→ Your instructions:
The blog post below says that things that were only concepts in the writer's mind are now manifesting as realities. List every place where the writer says these realities are experienced.

→ Text passage:

If you get this message forwarded to you and want to be added to my email list, please let me know. I'll keep you posted as I hear more news.

Thursday, January 6, 2011

Serious Business

“Don’t worry, be happy"

--Bobby Ferrin


The process is intensifying. After the first sequence of chemo, we went to Palm Desert for our annual family holiday vacation. I had a few very manageable side effects, as well as a respite from the chemo process. We returned in time for my next infusion on Dec. 27th. Experienced chemo survivors have told me that the intensity is cumulative, so I’m not surprised that I am feeling more limited after this week. Kathy said it’s a fatigue like nothing she’d ever experienced, and I’m just beginning to understand what she means. So far, it’s strictly physical, though. What I’m experiencing is in the body – the spirit remains entirely willing and open to all the new revelations. One after another, what were only concepts in my mind are manifesting as veritable realities that I experience in my body, spirit and soul. I am recognizing just how powerful is my need to control, all the while thinking that I was learning to let go. Well, I was, ever so slowly, but more able to talk about it than to enact it. Now, even though, much of the time, I still have a choice, I am discovering that it is much easier to let go, and let others take over. Most surprising to me is the new-found freedom and joy in the surrender. Whatever the fear was that underlies my need to be in charge, it is gone, replaced by the sweetest experience of relationships that I have ever had.

→ Data extract:
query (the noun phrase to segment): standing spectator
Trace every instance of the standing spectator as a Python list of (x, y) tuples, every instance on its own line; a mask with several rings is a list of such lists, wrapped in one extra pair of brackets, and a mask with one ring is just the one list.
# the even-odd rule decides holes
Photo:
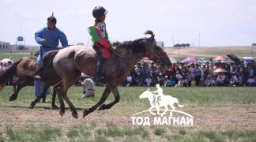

→ Finished exercise:
- body
- spirit
- soul